◆ **TEXTE FOURNI**:

Il s’agissait à présent de débrouiller, d’ordonner et mettre en œuvre l’immense assemblage des matériaux accumulés. En 1822, commença le travail de rédaction. L’auteur projetait d’allier au mouvement épique des historiens grecs et latins la naïveté de couleur des légendaires et la raison sévère des écrivains modernes. Besogne malaisée, perfection difficile à obtenir. Enfin, après trois années encore d’un labour incessant, le livre si longtemps rêvé parut au printemps de 1825[2]. Son auteur avait dû en abandonner les droits pour dédommager l’éditeur des innombrables et coûteuses corrections prodiguées sur les épreuves.

« L’Epopée des vaincus, » comme on l’a surnommée, est l’un des classiques de l’histoire au XIXe siècle. Dans sa forme narrative, elle est, comme on sait, l’ample développement d’une théorie : la perpétuité des conflits entre les races, la durée de l’influence d’une conquête sur l’état social et politique d’une nation. Depuis cent ans bientôt, admirations et critiques ne lui ont pas manqué. L’Histoire de la Conquête demeura toujours son œuvre de prédilection, l’enfant chéri de sa pensée. Il la corrigea, la remania sans cesse avec la plus émouvante bonne foi, à la recherche passionnée du vrai, et la mort vint le frapper sur la brèche au milieu d’une révision suprême.

◆ **CONSIGNE A**:
D'après le texte sur l'Histoire de la Conquête, en quelle année le travail de rédaction a-t-il commencé ?
◆ **CONSIGNE B**:
Donnez la suite du texte sur l'Histoire de la Conquête, en partant de sa dernière phrase.

◆ **DONNÉES FOURNIES**:
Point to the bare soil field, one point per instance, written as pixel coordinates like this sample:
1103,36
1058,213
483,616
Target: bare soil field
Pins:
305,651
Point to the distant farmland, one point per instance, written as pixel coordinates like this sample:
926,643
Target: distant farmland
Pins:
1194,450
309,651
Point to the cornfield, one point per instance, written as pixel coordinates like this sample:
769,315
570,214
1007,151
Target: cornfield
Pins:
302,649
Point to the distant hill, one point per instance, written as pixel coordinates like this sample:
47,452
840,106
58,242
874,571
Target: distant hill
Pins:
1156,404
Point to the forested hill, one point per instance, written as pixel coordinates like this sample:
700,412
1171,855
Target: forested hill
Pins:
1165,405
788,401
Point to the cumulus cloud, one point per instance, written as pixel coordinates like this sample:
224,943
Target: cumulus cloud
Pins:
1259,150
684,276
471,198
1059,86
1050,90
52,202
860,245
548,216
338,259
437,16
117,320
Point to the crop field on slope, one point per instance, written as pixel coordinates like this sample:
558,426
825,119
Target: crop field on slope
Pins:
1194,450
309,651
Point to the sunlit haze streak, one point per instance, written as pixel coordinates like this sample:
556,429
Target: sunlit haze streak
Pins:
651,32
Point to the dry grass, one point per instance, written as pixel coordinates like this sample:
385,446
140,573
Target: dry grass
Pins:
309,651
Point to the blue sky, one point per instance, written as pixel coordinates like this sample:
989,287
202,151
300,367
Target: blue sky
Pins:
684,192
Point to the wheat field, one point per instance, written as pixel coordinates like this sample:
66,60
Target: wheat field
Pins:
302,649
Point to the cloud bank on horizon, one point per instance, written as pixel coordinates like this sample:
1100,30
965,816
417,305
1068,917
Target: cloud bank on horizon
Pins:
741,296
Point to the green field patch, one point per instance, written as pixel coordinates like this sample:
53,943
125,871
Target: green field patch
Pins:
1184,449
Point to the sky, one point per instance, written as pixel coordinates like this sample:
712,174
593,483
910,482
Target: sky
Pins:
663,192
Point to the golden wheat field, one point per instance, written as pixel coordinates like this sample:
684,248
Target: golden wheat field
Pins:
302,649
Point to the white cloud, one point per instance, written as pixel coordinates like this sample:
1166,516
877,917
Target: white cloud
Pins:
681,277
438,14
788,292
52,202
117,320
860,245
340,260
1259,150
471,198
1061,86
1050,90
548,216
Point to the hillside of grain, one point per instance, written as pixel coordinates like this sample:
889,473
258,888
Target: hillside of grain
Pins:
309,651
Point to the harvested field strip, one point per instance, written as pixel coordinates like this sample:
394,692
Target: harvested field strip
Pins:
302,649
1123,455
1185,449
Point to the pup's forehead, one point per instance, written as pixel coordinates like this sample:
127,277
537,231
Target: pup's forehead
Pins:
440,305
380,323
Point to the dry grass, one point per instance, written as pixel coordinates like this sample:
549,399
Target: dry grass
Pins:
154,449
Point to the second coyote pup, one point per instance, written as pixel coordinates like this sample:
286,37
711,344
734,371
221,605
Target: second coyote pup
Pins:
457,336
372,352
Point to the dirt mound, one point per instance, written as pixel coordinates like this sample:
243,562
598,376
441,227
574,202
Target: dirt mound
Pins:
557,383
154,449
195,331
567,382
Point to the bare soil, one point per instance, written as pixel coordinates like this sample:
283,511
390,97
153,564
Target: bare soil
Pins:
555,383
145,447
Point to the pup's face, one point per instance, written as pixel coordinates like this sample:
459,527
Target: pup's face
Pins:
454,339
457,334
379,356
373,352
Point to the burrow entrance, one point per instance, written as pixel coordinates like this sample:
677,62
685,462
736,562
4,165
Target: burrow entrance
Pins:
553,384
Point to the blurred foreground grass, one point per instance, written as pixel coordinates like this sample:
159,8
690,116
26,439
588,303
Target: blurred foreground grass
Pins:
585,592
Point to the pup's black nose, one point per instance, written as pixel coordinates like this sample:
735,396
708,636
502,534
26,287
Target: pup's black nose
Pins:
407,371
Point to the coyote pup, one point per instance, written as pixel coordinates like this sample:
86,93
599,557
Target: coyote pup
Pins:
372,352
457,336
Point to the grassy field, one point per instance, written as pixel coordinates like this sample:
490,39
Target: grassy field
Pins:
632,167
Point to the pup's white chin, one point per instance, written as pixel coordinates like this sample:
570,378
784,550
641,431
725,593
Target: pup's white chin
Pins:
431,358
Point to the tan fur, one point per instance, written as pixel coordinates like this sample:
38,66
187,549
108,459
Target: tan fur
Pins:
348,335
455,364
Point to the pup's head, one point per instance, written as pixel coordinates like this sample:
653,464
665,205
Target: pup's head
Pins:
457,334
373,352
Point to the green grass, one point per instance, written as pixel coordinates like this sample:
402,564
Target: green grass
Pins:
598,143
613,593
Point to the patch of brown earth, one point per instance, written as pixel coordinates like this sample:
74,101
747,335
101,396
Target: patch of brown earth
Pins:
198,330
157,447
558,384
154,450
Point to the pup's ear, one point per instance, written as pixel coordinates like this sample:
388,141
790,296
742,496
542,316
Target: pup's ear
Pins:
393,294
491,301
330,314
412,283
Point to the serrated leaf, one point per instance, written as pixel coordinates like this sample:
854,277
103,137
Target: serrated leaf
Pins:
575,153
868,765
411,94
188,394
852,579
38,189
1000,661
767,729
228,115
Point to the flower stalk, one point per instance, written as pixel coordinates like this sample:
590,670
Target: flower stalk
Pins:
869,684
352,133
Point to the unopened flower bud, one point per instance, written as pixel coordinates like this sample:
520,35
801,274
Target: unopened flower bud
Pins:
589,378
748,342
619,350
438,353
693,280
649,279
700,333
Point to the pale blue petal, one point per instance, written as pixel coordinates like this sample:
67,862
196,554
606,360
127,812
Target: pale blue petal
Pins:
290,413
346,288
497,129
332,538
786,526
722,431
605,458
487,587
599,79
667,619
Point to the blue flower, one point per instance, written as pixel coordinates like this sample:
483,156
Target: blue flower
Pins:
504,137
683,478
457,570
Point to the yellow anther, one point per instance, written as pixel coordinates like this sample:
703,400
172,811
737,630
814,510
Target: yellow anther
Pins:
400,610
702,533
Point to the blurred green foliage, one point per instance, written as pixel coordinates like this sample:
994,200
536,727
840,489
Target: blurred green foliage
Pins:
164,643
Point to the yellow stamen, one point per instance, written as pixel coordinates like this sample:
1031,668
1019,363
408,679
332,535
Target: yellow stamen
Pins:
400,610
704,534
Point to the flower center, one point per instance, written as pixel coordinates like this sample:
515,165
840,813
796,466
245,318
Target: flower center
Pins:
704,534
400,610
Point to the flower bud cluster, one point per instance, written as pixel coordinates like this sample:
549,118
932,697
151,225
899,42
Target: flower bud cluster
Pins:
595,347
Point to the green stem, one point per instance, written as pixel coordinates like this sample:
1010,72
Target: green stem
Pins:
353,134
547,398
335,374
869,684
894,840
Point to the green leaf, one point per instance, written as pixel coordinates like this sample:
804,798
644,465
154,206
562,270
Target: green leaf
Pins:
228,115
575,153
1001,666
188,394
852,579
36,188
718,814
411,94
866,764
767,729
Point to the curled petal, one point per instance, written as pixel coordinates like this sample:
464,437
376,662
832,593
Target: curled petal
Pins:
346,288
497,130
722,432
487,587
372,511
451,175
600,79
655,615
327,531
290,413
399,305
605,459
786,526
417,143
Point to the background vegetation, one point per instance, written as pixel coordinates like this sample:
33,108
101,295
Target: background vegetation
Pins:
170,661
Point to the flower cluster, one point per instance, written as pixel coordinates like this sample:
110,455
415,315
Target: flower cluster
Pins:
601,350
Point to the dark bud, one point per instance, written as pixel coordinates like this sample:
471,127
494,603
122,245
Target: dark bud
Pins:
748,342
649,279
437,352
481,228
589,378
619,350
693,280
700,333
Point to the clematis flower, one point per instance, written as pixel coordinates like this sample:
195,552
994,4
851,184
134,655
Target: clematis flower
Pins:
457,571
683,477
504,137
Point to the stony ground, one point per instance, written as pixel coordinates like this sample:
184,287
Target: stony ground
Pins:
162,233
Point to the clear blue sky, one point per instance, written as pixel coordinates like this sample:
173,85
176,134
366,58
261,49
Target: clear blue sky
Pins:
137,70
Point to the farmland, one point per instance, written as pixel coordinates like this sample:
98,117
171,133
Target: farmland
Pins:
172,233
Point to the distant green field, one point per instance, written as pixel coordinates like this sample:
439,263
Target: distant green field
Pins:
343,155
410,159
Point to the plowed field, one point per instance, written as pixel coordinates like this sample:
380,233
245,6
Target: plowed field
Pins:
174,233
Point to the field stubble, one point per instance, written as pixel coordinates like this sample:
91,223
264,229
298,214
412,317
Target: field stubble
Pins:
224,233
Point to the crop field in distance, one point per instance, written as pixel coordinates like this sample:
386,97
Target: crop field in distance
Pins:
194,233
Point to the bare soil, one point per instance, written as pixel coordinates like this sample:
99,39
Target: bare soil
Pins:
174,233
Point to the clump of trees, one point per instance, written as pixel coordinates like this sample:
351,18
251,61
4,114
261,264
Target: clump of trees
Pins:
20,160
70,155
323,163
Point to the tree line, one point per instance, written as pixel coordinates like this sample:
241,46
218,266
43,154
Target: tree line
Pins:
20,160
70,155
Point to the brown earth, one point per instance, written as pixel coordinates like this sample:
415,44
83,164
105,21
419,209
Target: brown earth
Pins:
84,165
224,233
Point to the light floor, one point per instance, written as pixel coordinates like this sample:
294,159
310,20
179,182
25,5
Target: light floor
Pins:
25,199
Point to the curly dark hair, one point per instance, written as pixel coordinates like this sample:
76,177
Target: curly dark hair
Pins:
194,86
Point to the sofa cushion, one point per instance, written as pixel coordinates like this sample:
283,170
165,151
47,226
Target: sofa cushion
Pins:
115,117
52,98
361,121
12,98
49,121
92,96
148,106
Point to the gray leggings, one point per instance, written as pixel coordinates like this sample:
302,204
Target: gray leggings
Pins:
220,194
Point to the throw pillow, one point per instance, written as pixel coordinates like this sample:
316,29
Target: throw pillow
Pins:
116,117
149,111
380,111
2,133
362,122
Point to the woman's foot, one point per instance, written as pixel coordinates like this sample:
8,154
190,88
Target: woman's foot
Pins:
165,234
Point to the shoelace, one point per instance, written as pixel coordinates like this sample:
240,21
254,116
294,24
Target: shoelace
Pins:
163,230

◆ **RÉPONSE A**:
En 1822.

◆ **RÉPONSE B**:
Le succès du livre à son apparition fut considérable. Quatre éditions tirées en moins de trois ans en demeurent

  1. Dix ans d’Études historiques, préface.
  2. Trois volumes in-8o chez Firmin Didot. La 2e édition parut chez Sautelet (1826) en quatre volumes augmentés de pièces justificatives, sans changements notables de texte.